Referring expression pointing data
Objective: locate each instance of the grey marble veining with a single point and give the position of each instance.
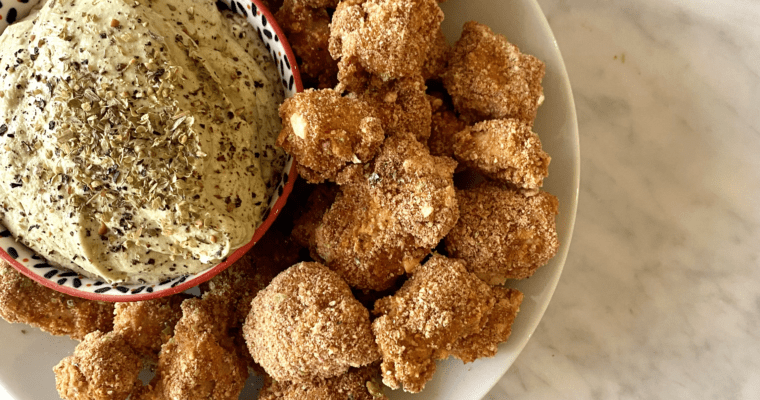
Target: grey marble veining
(660, 296)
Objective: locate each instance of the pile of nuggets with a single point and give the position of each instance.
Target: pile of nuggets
(393, 115)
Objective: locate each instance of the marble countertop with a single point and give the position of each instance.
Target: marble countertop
(660, 295)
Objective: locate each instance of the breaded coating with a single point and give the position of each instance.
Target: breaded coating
(24, 301)
(363, 242)
(401, 105)
(438, 305)
(388, 215)
(488, 77)
(147, 325)
(319, 201)
(356, 384)
(435, 62)
(326, 132)
(504, 234)
(444, 126)
(103, 367)
(505, 150)
(389, 38)
(497, 329)
(240, 283)
(307, 26)
(200, 362)
(307, 325)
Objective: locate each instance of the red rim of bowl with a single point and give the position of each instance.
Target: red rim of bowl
(232, 258)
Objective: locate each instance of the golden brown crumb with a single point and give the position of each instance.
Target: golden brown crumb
(146, 325)
(319, 201)
(326, 132)
(272, 5)
(389, 38)
(239, 284)
(388, 215)
(444, 126)
(488, 77)
(438, 305)
(401, 105)
(25, 301)
(497, 329)
(503, 234)
(505, 150)
(201, 361)
(356, 384)
(307, 325)
(439, 53)
(103, 367)
(307, 26)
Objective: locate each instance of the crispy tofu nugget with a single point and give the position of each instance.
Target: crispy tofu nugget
(497, 329)
(242, 281)
(388, 215)
(435, 62)
(307, 325)
(326, 132)
(319, 201)
(505, 150)
(444, 126)
(389, 38)
(488, 77)
(504, 234)
(239, 284)
(201, 361)
(103, 367)
(147, 325)
(25, 301)
(437, 306)
(401, 105)
(307, 27)
(356, 384)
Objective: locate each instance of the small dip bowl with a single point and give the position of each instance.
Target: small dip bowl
(63, 280)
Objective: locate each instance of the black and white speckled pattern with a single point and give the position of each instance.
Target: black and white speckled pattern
(10, 11)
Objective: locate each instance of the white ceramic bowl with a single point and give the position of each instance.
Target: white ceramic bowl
(26, 358)
(63, 280)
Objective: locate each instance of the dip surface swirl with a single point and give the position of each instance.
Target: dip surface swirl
(136, 138)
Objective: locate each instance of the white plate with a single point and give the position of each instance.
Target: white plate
(27, 359)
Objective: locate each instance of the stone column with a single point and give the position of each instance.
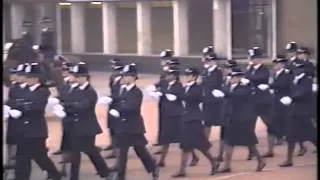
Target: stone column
(77, 27)
(144, 30)
(222, 30)
(181, 27)
(17, 17)
(109, 25)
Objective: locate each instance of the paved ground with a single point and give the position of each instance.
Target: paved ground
(305, 167)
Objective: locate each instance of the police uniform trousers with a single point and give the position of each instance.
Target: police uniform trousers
(33, 149)
(86, 144)
(240, 133)
(169, 132)
(300, 128)
(192, 136)
(138, 142)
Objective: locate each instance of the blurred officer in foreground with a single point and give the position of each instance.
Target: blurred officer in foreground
(258, 75)
(14, 126)
(299, 127)
(114, 86)
(239, 116)
(81, 112)
(280, 87)
(30, 111)
(130, 128)
(192, 134)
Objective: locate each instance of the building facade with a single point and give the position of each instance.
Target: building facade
(186, 26)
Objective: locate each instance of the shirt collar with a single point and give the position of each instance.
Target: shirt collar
(34, 87)
(212, 68)
(23, 85)
(257, 66)
(84, 86)
(129, 87)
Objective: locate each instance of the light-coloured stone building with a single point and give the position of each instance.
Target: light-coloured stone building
(186, 26)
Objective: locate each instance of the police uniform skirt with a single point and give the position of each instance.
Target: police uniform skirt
(192, 136)
(127, 140)
(300, 128)
(169, 131)
(240, 133)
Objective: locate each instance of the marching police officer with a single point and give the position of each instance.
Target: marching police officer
(170, 110)
(258, 75)
(239, 116)
(212, 79)
(30, 112)
(130, 128)
(280, 87)
(192, 130)
(81, 112)
(14, 126)
(299, 128)
(114, 85)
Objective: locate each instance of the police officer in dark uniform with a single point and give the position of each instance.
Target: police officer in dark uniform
(212, 78)
(192, 134)
(258, 75)
(170, 110)
(85, 127)
(130, 128)
(280, 87)
(14, 126)
(300, 127)
(30, 111)
(239, 115)
(114, 85)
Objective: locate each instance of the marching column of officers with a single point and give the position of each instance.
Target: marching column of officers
(226, 96)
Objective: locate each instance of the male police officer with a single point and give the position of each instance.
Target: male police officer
(130, 130)
(34, 132)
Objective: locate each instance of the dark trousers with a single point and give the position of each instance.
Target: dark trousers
(33, 149)
(86, 144)
(142, 153)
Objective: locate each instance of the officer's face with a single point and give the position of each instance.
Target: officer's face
(235, 79)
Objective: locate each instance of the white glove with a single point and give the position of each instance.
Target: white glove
(53, 101)
(171, 97)
(217, 93)
(105, 100)
(15, 113)
(151, 88)
(314, 87)
(58, 107)
(286, 100)
(245, 81)
(263, 87)
(60, 113)
(114, 113)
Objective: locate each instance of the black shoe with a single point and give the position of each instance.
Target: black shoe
(260, 166)
(194, 162)
(225, 170)
(179, 175)
(161, 164)
(286, 164)
(268, 155)
(302, 151)
(110, 147)
(155, 173)
(214, 168)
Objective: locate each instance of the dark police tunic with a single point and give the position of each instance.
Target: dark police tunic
(239, 114)
(300, 126)
(192, 131)
(262, 99)
(212, 106)
(171, 112)
(281, 88)
(14, 125)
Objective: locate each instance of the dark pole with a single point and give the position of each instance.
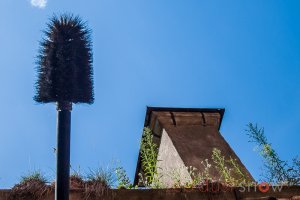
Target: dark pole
(63, 151)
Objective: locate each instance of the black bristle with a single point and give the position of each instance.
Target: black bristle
(65, 72)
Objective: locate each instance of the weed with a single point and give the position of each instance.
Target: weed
(32, 186)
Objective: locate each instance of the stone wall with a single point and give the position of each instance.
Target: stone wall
(287, 193)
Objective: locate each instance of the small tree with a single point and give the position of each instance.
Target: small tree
(277, 170)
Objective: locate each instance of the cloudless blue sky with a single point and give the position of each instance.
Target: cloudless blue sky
(243, 56)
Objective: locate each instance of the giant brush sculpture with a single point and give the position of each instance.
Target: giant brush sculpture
(65, 76)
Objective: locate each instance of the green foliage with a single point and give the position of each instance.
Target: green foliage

**YOUR TASK:** Return each line in the records that holds the string "green".

**ANSWER BOX:**
Objective: locate each instance of the green foliage with a single point and give the position of each instance.
Target: green foliage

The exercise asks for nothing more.